▸ Exercise task: Turn the part of the material below that opens with the line containing "Task: the pointer indicates each instance of the upper" and closes with the line containing "[[940, 538], [39, 388], [582, 557]]" into a numbered list, one line per item. Leave out any blank lines.

▸ Information supplied:
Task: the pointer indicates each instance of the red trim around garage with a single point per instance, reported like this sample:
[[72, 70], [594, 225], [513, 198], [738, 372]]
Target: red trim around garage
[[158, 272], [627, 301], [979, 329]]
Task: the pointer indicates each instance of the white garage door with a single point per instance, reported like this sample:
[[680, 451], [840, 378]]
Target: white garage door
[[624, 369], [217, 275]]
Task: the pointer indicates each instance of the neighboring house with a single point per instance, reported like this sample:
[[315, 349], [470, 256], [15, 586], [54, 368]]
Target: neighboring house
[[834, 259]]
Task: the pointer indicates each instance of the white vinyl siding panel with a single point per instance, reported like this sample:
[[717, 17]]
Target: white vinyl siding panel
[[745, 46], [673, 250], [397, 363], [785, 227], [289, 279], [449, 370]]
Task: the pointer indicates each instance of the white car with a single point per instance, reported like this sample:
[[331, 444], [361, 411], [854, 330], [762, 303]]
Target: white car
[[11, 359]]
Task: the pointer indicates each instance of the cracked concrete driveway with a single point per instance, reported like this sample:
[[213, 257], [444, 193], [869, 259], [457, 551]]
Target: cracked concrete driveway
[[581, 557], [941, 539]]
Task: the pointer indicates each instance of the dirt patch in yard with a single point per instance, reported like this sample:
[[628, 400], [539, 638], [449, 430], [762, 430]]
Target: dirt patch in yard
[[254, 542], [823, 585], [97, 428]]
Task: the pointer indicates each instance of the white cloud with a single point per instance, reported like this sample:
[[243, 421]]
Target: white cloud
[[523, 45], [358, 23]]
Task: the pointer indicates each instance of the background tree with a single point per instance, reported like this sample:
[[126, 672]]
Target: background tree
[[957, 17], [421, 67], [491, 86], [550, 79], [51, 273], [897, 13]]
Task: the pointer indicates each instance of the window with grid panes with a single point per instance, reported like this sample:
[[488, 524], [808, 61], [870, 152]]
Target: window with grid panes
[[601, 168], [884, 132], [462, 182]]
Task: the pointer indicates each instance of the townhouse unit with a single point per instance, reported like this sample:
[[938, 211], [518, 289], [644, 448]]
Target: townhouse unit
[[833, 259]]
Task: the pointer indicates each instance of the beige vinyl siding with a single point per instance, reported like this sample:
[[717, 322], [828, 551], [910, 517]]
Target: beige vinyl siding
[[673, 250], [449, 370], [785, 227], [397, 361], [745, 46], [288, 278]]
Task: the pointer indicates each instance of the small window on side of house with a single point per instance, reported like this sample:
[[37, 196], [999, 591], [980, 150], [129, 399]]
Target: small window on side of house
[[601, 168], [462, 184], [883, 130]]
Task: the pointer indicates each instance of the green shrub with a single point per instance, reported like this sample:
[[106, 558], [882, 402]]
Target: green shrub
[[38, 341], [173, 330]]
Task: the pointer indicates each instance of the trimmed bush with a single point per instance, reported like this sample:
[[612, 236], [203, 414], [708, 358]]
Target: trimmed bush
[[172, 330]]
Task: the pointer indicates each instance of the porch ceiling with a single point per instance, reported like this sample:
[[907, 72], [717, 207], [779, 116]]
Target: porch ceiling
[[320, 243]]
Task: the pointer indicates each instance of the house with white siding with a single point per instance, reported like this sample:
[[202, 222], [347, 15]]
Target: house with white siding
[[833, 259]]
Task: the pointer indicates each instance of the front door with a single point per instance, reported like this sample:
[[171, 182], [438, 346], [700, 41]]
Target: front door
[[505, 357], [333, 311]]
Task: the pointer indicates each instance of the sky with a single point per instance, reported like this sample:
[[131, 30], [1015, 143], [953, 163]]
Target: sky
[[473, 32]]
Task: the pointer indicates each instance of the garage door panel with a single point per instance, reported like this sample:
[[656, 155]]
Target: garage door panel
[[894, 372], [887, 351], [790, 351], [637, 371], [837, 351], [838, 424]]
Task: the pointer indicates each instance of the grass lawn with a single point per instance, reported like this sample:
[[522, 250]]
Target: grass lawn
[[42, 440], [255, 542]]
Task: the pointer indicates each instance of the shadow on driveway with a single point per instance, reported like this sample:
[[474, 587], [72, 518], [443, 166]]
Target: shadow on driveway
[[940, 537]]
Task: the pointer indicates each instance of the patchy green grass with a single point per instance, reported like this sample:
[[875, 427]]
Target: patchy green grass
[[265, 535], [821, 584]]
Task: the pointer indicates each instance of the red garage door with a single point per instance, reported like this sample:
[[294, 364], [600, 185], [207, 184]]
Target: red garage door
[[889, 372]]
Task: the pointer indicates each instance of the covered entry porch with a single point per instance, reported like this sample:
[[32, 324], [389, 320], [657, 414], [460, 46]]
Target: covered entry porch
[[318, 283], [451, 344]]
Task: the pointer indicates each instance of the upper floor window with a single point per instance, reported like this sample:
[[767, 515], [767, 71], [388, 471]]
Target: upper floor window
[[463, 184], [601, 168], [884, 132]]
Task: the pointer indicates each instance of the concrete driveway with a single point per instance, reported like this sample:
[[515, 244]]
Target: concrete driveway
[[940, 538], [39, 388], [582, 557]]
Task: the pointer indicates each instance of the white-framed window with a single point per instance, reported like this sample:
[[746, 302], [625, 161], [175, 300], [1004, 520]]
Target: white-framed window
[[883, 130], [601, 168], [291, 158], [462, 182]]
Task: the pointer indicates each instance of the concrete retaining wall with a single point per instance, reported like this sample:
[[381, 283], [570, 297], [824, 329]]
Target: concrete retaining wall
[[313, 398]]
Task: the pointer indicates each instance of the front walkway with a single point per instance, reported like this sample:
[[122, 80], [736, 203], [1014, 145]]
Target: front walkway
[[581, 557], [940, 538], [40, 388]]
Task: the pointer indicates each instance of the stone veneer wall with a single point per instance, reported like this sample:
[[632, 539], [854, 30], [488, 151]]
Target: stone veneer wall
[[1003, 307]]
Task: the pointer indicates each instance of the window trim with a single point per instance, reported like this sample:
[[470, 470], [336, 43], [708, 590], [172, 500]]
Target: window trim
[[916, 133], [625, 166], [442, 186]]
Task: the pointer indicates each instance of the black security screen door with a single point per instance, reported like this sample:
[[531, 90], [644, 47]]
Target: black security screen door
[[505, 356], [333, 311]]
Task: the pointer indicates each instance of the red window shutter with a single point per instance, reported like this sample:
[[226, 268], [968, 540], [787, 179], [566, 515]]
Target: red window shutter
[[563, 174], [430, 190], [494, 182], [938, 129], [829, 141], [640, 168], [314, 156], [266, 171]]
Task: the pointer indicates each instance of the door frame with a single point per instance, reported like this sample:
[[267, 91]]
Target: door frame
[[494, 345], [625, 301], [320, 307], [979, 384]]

▸ The response:
1. Task: the pointer indicates each instance of the upper floor window with a single point per instance, reported like this sample:
2. [[767, 515], [767, 71], [388, 471]]
3. Target: upper floor window
4. [[463, 184], [601, 168], [884, 132]]
5. Task: the pointer indicates each instance of the concrete driveway with a single point per instance, reported like this sample:
6. [[515, 244]]
7. Target: concrete driveway
8. [[940, 538], [39, 388], [582, 557]]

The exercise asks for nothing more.